**What this task involves:**
Update the entries, starting at the line containing "Practice step: locate the helmet" and ending after the line containing "point(111, 108)". Replace "helmet chin strap" with "helmet visor" and leave everything else unchanged.

**Records shown:**
-- START --

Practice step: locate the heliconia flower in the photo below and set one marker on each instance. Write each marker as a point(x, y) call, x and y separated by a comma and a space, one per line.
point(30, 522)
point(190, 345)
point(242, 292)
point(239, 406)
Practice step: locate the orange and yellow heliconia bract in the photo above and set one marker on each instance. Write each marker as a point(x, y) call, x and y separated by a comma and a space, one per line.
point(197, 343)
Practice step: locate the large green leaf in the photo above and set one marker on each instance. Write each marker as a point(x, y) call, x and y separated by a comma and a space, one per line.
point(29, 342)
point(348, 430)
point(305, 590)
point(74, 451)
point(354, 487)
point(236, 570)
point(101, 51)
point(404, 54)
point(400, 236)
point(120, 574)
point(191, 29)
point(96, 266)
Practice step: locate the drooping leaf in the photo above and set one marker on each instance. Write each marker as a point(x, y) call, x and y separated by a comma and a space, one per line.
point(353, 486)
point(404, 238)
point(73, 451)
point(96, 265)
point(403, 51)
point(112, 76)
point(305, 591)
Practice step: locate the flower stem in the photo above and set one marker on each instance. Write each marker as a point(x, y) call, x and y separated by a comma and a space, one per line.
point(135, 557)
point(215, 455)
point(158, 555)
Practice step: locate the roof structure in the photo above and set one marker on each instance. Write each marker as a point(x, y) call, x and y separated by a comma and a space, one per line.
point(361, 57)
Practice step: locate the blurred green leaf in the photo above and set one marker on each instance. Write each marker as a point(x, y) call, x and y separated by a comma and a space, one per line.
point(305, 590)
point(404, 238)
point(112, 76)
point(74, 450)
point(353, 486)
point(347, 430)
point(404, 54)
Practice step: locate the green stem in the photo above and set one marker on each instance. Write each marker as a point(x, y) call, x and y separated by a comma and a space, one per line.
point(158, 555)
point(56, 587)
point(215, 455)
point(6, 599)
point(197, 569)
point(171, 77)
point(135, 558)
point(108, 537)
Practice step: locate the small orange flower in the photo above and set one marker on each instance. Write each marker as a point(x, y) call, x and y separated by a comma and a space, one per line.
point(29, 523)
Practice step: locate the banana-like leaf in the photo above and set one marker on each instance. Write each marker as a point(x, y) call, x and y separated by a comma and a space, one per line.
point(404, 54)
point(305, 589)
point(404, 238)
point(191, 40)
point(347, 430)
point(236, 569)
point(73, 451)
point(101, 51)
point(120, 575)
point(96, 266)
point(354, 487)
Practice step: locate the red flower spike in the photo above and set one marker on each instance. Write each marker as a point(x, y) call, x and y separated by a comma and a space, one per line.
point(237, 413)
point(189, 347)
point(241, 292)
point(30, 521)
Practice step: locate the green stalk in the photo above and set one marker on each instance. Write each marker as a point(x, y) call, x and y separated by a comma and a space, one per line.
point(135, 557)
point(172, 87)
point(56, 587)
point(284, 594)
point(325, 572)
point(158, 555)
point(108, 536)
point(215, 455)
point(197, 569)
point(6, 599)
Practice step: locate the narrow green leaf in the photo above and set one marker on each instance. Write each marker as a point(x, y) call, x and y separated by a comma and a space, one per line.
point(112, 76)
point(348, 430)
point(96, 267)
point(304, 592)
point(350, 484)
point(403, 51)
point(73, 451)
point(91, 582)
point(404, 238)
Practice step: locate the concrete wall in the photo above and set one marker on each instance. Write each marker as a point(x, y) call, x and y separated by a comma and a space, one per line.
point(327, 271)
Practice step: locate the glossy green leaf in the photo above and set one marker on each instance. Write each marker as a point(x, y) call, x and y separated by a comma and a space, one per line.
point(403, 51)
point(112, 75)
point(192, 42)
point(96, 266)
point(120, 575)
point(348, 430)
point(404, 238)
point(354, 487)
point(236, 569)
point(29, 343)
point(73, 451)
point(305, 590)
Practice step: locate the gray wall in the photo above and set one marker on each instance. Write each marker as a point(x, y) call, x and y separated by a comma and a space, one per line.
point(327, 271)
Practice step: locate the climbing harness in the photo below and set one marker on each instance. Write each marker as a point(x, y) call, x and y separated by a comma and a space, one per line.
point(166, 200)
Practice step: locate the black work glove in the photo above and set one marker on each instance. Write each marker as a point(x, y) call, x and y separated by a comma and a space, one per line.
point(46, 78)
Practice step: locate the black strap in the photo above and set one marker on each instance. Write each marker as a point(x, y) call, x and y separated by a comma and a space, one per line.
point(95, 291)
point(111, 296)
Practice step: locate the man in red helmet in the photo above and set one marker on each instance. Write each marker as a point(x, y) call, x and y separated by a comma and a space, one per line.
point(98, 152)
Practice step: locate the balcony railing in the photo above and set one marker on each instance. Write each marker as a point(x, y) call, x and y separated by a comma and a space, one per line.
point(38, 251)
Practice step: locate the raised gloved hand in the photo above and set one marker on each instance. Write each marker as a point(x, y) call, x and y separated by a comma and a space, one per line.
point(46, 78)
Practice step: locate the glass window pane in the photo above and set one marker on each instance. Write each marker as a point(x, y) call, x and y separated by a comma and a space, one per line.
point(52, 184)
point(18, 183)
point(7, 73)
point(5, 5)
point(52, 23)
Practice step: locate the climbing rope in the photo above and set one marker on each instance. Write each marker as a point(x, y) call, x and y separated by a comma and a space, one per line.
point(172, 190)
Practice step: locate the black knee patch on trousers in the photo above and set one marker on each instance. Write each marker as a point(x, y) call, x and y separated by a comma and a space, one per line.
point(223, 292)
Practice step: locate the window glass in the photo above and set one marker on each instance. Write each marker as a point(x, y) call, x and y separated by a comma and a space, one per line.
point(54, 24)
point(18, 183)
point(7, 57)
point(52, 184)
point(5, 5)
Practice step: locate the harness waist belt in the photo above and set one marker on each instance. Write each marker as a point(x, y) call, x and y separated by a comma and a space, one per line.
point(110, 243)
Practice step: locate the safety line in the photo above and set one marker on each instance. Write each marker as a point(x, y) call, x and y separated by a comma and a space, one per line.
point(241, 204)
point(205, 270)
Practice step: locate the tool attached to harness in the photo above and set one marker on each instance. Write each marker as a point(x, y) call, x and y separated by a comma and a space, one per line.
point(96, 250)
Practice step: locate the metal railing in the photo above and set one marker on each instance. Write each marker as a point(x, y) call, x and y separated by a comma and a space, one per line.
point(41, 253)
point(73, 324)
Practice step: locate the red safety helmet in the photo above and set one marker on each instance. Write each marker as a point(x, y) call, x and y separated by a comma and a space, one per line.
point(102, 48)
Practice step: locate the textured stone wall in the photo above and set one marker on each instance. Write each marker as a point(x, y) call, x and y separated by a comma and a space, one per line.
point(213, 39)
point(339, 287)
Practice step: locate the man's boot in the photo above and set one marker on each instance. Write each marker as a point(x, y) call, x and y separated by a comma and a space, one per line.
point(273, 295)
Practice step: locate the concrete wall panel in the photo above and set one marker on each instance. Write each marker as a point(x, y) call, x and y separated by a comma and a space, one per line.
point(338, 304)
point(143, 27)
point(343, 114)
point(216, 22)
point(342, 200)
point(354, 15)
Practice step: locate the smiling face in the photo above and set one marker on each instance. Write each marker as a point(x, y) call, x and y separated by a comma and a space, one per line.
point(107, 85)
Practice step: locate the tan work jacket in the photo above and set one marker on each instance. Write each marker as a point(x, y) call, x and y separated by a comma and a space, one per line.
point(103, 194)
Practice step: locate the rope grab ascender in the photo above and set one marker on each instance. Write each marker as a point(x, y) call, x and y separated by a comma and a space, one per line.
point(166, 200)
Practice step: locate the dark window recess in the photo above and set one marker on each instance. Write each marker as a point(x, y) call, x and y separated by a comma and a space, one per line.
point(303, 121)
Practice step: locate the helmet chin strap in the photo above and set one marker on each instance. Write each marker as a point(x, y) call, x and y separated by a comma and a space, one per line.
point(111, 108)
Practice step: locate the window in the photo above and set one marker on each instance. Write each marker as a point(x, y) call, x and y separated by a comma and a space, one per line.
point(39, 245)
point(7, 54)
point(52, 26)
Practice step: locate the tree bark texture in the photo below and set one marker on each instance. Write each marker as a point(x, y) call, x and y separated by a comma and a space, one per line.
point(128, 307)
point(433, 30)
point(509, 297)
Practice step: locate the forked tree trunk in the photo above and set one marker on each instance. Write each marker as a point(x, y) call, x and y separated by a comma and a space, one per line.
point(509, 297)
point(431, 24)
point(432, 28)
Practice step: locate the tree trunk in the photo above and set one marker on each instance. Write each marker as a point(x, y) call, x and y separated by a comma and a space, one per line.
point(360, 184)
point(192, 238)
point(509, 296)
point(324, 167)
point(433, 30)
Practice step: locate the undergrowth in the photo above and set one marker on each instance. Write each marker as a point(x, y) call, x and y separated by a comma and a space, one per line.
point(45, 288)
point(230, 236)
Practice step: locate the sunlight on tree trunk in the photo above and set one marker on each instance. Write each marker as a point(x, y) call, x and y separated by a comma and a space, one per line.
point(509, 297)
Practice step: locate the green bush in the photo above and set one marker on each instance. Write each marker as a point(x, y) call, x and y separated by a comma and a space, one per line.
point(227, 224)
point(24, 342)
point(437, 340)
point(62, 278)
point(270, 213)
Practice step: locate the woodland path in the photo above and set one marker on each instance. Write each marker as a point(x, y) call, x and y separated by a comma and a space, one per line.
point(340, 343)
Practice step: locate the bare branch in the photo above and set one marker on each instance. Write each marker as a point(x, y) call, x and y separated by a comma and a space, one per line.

-- END --

**Response:**
Practice step: locate the helmet visor in the photo above and set one marker on each instance. Write each marker as a point(x, y) call, x and y separated by a comma and a space, one per line.
point(111, 108)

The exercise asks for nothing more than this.